-------- Given records
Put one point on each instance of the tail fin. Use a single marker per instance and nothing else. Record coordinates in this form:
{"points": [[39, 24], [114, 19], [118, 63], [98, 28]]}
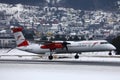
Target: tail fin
{"points": [[20, 39]]}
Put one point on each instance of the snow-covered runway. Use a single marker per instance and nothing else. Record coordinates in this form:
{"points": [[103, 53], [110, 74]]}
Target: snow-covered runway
{"points": [[90, 66], [12, 71]]}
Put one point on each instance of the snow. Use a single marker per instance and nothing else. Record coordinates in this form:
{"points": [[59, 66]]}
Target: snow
{"points": [[86, 56], [58, 72]]}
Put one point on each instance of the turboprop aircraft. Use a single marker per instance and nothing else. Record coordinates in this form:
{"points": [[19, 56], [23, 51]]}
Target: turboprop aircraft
{"points": [[60, 46]]}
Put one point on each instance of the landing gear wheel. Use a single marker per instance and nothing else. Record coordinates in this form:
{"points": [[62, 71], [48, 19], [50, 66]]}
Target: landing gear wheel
{"points": [[110, 53], [50, 57], [76, 56]]}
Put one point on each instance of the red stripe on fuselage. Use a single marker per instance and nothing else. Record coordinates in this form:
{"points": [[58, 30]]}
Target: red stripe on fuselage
{"points": [[25, 43], [16, 29]]}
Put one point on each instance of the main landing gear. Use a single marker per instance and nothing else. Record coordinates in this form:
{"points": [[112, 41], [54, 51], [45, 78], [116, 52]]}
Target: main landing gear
{"points": [[50, 57], [76, 56], [110, 53]]}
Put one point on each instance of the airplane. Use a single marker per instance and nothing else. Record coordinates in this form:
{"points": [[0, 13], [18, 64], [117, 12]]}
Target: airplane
{"points": [[60, 46]]}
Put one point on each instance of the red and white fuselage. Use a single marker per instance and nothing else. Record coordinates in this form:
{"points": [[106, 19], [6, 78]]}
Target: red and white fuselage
{"points": [[73, 47]]}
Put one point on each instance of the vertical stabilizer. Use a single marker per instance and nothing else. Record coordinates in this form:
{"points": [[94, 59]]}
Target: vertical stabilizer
{"points": [[20, 39]]}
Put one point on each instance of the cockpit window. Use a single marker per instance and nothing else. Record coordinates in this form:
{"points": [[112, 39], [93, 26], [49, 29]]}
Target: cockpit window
{"points": [[104, 43]]}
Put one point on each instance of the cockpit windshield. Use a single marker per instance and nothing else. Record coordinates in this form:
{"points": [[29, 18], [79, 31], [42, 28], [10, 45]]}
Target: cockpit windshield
{"points": [[104, 43]]}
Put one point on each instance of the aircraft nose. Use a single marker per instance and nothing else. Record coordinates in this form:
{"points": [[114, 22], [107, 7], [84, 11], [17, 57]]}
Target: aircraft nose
{"points": [[113, 47]]}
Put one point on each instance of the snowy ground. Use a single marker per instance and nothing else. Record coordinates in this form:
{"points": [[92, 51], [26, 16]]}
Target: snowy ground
{"points": [[88, 56], [58, 72]]}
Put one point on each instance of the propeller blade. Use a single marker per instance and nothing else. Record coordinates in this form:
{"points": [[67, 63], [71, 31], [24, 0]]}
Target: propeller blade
{"points": [[65, 45]]}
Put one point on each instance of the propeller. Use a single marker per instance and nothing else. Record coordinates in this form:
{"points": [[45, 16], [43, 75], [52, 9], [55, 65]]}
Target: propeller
{"points": [[10, 50], [65, 45]]}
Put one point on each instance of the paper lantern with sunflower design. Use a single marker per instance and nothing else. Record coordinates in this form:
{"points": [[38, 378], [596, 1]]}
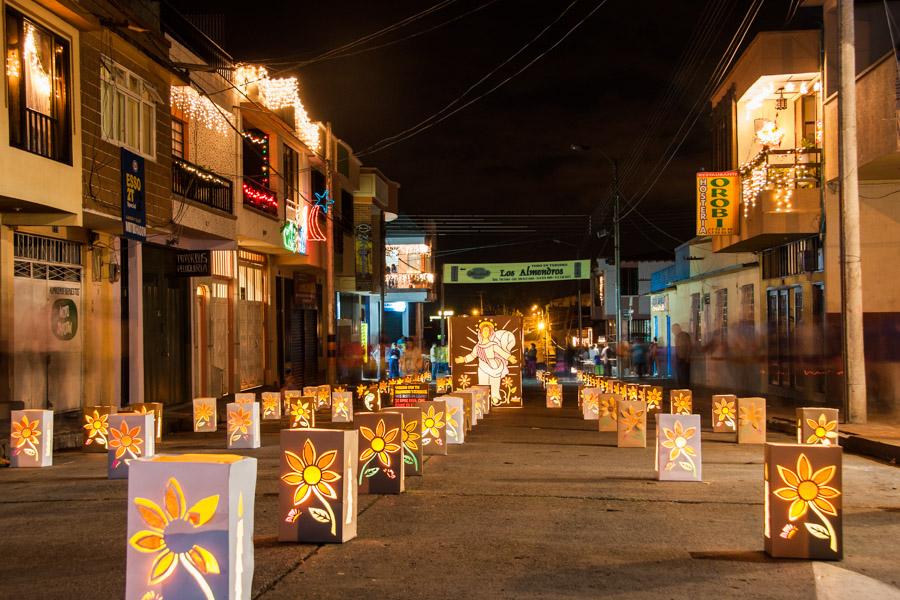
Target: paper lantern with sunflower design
{"points": [[724, 413], [607, 416], [342, 407], [434, 426], [554, 395], [454, 419], [190, 527], [31, 438], [205, 415], [380, 440], [131, 436], [803, 507], [631, 423], [817, 426], [411, 441], [751, 420], [678, 448], [242, 425], [317, 490], [590, 403], [95, 427], [271, 406]]}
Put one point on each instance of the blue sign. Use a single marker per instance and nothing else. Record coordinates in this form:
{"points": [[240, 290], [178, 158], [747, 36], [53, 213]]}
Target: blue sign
{"points": [[134, 211]]}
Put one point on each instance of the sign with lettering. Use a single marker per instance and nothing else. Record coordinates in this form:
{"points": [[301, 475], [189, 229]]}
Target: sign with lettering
{"points": [[517, 272], [409, 394], [718, 202], [134, 211], [193, 263]]}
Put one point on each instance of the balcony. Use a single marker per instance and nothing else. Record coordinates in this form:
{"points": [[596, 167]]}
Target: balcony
{"points": [[780, 200], [201, 186], [260, 197]]}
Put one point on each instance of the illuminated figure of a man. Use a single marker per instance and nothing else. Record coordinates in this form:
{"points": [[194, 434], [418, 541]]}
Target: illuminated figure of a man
{"points": [[494, 354]]}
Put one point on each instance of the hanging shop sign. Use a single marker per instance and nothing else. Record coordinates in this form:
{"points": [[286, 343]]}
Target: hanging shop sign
{"points": [[193, 263], [718, 201], [134, 211], [517, 272]]}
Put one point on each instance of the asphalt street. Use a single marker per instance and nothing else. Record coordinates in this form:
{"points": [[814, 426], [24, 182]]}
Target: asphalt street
{"points": [[536, 504]]}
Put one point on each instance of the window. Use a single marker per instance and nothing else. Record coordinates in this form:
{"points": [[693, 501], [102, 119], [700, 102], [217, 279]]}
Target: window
{"points": [[178, 141], [128, 108], [37, 76]]}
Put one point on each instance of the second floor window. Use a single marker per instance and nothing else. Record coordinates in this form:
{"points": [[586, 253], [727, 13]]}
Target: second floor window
{"points": [[37, 76], [128, 108]]}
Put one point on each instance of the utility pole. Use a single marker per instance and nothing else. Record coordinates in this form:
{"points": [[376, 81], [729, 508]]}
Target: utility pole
{"points": [[618, 254], [851, 258]]}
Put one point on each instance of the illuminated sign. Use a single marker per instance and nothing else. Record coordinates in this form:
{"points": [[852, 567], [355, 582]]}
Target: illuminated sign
{"points": [[718, 199]]}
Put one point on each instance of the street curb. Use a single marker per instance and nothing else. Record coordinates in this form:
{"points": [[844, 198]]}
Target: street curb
{"points": [[849, 442]]}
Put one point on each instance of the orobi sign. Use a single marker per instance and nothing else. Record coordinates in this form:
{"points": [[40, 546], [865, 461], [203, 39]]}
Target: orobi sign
{"points": [[517, 272], [718, 201]]}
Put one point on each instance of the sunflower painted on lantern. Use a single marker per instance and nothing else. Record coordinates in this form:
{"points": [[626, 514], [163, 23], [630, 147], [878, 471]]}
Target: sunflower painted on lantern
{"points": [[172, 536], [381, 444], [96, 426], [808, 491], [313, 477]]}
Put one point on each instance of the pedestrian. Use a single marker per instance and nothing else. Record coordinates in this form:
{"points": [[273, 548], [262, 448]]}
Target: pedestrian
{"points": [[394, 361], [683, 348], [652, 353]]}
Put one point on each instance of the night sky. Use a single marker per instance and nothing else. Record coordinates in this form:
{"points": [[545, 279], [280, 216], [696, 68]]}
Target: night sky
{"points": [[509, 152]]}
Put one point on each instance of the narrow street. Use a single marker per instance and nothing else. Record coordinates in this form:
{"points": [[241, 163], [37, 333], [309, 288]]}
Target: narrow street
{"points": [[535, 504]]}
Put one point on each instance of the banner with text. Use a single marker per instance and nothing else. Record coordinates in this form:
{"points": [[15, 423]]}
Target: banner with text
{"points": [[718, 203], [517, 272]]}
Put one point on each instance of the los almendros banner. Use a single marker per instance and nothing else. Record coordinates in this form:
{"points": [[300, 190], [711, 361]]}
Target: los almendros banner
{"points": [[718, 203], [517, 272]]}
----------------
Repeat every record precisely. Any picture among them stays out of the copy.

Put one point on each instance of the tail fin. Use a single marker per instance and nothing else. Record coordinates in this form:
{"points": [[39, 24], [114, 19], [118, 63], [98, 28]]}
Target: tail fin
{"points": [[20, 39]]}
Put one point on each instance of the snow-covered runway. Use a single marker per instance and nothing else. Record coordinates in this form:
{"points": [[103, 53], [110, 74]]}
Target: snow-covered runway
{"points": [[90, 66], [12, 71]]}
Put one point on each instance of the snow. Use a single marker per instance and nothing else. Record coordinates in this form:
{"points": [[59, 66]]}
Target: snow
{"points": [[86, 56], [58, 72]]}
Put one point on each instance of the turboprop aircraft. Use a single marker per instance and nothing else. Record coordinates in this form:
{"points": [[19, 56], [23, 51]]}
Target: turboprop aircraft
{"points": [[60, 46]]}
Put one point on each instance of the landing gear wheel. Use a single marker per instance and nothing else. Record coordinates in this form:
{"points": [[62, 71], [48, 19], [50, 66]]}
Target: landing gear wheel
{"points": [[110, 53], [50, 57], [76, 56]]}
Put one point on each instance of the red stripe on fuselage. Use a single marker per instance and nothing else. Record coordinates in this form:
{"points": [[58, 30]]}
Target: red stripe on fuselage
{"points": [[25, 43], [16, 29]]}
Put one point on each instance of the main landing gear. Use a single marker per instance and nothing else. Record coordinates in this form:
{"points": [[112, 41], [54, 51], [45, 78], [116, 52]]}
Target: main landing gear
{"points": [[50, 57], [76, 56], [110, 53]]}
Put one point on each instance of the airplane. Use a single marker per instance and nothing else. Record coordinates in this form:
{"points": [[0, 13], [18, 64], [117, 12]]}
Target: airplane
{"points": [[60, 46]]}
Put one point on each instance of the red and white fuselage. Use a single marker per instance and nothing else. Record coordinates in this form:
{"points": [[106, 19], [6, 78]]}
Target: red and white fuselage
{"points": [[73, 47]]}
Put one point on each instance of the vertical stabilizer. Use a single marker per instance and nothing else. Record coordinates in this form:
{"points": [[94, 59]]}
Target: vertical stabilizer
{"points": [[20, 39]]}
Put one point on each instance of the cockpit window. Use a single marker per instance and nothing else. Record coordinates in this form:
{"points": [[112, 39], [93, 26], [49, 29]]}
Target: cockpit window
{"points": [[104, 43]]}
Put one point on each instance of the cockpit windshield. Use a single marker per instance and nothing else. Record coordinates in this form:
{"points": [[29, 18], [79, 31], [42, 28], [10, 45]]}
Target: cockpit windshield
{"points": [[104, 43]]}
Put one point on each instance of the aircraft nose. Use a single marker per instance and nothing else. Record coordinates in this form:
{"points": [[114, 22], [107, 7], [84, 11], [17, 57]]}
Target: aircraft nose
{"points": [[113, 47]]}
Put one point on each instance of the snowy ground. Use a single marker per instance and nothing else. Record coordinates in this form:
{"points": [[92, 51], [26, 16]]}
Target: snowy ground
{"points": [[88, 56], [58, 72]]}
Put one point on each instance of the propeller blade. Use a single marker per instance and nothing else. Record coordinates in this form:
{"points": [[67, 63], [71, 31], [24, 0]]}
Target: propeller blade
{"points": [[65, 45]]}
Put one point on each instance of the propeller. Use a single marker per instance and nothing else. Record coordinates in this form:
{"points": [[45, 16], [43, 75], [52, 9], [55, 65]]}
Target: propeller
{"points": [[10, 50], [65, 45]]}
Put one point on each instance of the paper lantern with sunflower design. Use a single marker per instance and nothing else. Record coordinates in this form:
{"points": [[38, 378], [596, 1]]}
Target: paper lantern with sunflower design
{"points": [[724, 413], [607, 416], [342, 407], [434, 426], [554, 395], [454, 419], [190, 527], [31, 438], [205, 415], [380, 440], [131, 436], [803, 507], [631, 423], [817, 426], [411, 441], [751, 420], [678, 448], [242, 425], [317, 490], [590, 403], [95, 427], [271, 406]]}
Put one point on each instance of the blue sign. Use a single marker per instance and nothing else. Record coordinates in this form:
{"points": [[240, 290], [178, 158], [747, 36], [53, 213]]}
Target: blue sign
{"points": [[134, 211]]}
Put one point on each instance of the sign with lettering. Use a single marker per instance and nothing else. Record coordinates in this form:
{"points": [[301, 475], [189, 229]]}
Target: sign with lettering
{"points": [[517, 272], [409, 394], [718, 202], [134, 211], [193, 263]]}
Put one point on each instance of the balcony. Use a single marker per instance and nothing else. Record coordinates in this form:
{"points": [[596, 167]]}
Target: balcony
{"points": [[780, 200], [201, 186], [260, 197]]}
Put one point on each instance of the illuminated figure of a man. Use a single marker per instance and nothing else. Record coordinates in this form:
{"points": [[194, 434], [418, 541]]}
Target: illuminated figure of a man
{"points": [[494, 354]]}
Put one point on each instance of the hanging shop sign. Use a single marker per instance and nothing else. Record coordinates in this form:
{"points": [[286, 343]]}
Target: hanging shop sign
{"points": [[193, 263], [718, 201], [134, 211], [517, 272]]}
Put one point on each instance of the asphalt street. Use a single marker per instance and nothing else. Record coordinates in this form:
{"points": [[814, 426], [24, 182]]}
Target: asphalt street
{"points": [[536, 504]]}
Put one point on each instance of the window. Use a single marker per instance and nothing else. Record coordinates in this form:
{"points": [[693, 501], [102, 119], [700, 102], [217, 279]]}
Target: window
{"points": [[178, 141], [128, 108], [37, 76]]}
Put one point on each instance of the second floor window. Use a single marker per instance and nothing else. Record coordinates in this form:
{"points": [[586, 253], [727, 13]]}
Target: second floor window
{"points": [[37, 76], [128, 108]]}
Put one point on each instance of the utility pole. Use a single marker per instance and nothing else. Record coordinates in this form:
{"points": [[376, 81], [729, 508]]}
Target: utility pole
{"points": [[618, 254], [851, 258]]}
Put one point on each instance of the illuminated sign. Use a single marker per instance and nothing else. Record coordinates in this form:
{"points": [[852, 567], [355, 582]]}
Target: illuminated sign
{"points": [[718, 199]]}
Put one point on each instance of the street curb. Use a single marker per instance and nothing else. Record coordinates in this form:
{"points": [[844, 198]]}
Target: street curb
{"points": [[849, 442]]}
Put one point on each instance of the orobi sign. Use a single marker per instance and nothing else. Record coordinates in this form:
{"points": [[40, 546], [865, 461], [203, 39]]}
Target: orobi sign
{"points": [[517, 272], [718, 201]]}
Put one point on each instance of the sunflower painted on lantern. Use a single marker per instance and nothing else. Record coordinates in this form:
{"points": [[626, 514], [163, 23], [630, 147], [878, 471]]}
Target: sunflower painted on lantern
{"points": [[172, 536], [381, 444], [96, 426], [808, 491], [313, 477]]}
Put one point on each instance of the pedestrian. Use a single marker per instance and nothing else. Record coordinates in this form:
{"points": [[273, 548], [262, 448]]}
Target: pedestrian
{"points": [[394, 361], [683, 348], [652, 353]]}
Put one point on each instance of the night sky. Use a single marker per instance and nothing else. Record coordinates in this form:
{"points": [[545, 279], [280, 216], [696, 68]]}
Target: night sky
{"points": [[509, 152]]}
Put one point on each instance of the narrow street. Use a single marker per instance and nothing else. Record coordinates in this form:
{"points": [[241, 163], [37, 333], [309, 288]]}
Target: narrow street
{"points": [[535, 504]]}
Put one point on each instance of the banner with text. Use a single marker per instance and nothing else. Record coordinates in this form:
{"points": [[15, 423]]}
Target: banner with text
{"points": [[718, 203], [517, 272]]}
Put one point on each instance of the los almendros banner. Use a single marker per instance and nothing else. Record coordinates in this form:
{"points": [[300, 190], [711, 361]]}
Target: los almendros banner
{"points": [[718, 203], [517, 272]]}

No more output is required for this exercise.